§ HOW TO COMPLETE THIS TASK
In the records that follow, locate every line with "background" and extract it.

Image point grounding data
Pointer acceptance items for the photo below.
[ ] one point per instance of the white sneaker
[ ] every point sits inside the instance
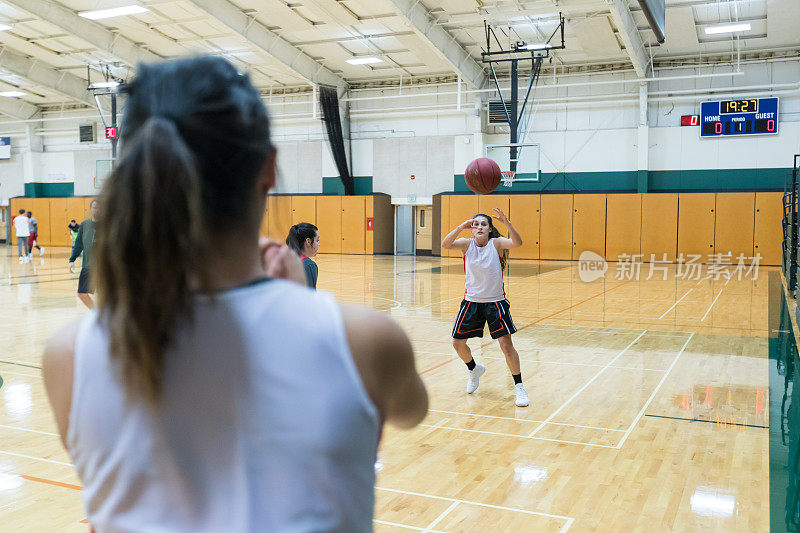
(474, 376)
(522, 395)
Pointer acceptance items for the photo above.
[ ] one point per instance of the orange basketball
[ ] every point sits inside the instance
(482, 175)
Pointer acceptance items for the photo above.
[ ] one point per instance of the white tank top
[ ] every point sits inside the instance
(483, 274)
(264, 426)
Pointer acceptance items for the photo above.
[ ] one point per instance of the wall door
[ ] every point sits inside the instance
(424, 224)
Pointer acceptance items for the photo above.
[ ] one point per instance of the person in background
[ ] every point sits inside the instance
(211, 390)
(73, 230)
(33, 227)
(83, 245)
(22, 227)
(303, 238)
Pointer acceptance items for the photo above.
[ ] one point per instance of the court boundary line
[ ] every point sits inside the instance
(665, 417)
(19, 363)
(523, 420)
(7, 373)
(441, 517)
(404, 526)
(4, 426)
(568, 308)
(536, 322)
(586, 385)
(655, 391)
(558, 362)
(484, 432)
(715, 301)
(23, 456)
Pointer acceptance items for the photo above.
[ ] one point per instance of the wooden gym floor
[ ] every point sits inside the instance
(649, 400)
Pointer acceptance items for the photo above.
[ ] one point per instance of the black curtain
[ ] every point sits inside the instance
(329, 101)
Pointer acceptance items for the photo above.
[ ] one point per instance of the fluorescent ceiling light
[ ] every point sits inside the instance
(366, 60)
(535, 46)
(104, 85)
(727, 28)
(113, 12)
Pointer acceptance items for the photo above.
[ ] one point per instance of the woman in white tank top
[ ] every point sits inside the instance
(205, 394)
(485, 301)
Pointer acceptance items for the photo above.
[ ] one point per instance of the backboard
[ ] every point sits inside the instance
(525, 155)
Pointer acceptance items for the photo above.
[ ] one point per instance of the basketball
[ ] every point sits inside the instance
(482, 176)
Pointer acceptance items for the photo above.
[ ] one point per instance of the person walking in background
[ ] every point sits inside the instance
(22, 227)
(33, 227)
(303, 238)
(83, 245)
(73, 230)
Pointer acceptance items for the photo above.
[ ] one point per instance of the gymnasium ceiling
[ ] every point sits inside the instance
(288, 44)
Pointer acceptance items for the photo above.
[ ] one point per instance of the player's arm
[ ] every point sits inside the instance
(451, 242)
(58, 362)
(385, 360)
(514, 240)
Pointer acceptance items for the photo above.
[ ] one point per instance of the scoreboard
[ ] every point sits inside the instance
(753, 116)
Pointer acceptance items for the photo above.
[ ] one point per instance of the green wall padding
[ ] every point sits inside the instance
(719, 180)
(333, 185)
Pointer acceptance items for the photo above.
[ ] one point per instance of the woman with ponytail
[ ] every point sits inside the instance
(303, 238)
(209, 391)
(485, 258)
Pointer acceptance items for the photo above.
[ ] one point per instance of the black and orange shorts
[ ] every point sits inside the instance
(473, 316)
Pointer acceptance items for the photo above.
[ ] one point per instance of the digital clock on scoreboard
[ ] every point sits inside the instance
(752, 116)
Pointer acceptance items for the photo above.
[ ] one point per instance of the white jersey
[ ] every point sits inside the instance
(264, 424)
(483, 274)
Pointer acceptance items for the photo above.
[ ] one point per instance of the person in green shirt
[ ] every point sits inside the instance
(83, 244)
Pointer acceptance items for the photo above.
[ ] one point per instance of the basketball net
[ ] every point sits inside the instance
(507, 176)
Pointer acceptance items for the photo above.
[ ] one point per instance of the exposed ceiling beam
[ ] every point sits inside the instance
(91, 32)
(634, 45)
(443, 42)
(14, 107)
(271, 43)
(45, 75)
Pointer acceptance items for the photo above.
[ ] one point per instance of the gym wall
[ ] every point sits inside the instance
(663, 225)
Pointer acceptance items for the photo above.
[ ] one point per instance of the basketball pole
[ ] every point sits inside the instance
(520, 51)
(513, 115)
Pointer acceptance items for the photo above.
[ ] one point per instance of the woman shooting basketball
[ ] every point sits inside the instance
(484, 301)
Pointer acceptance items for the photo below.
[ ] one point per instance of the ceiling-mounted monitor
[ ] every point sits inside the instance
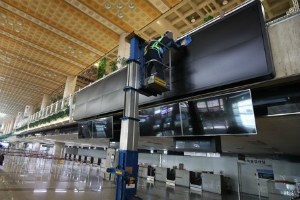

§ WRITTEN ANSWER
[ ] one point per instance of the person in background
[ ] one point per instance of the person walking in background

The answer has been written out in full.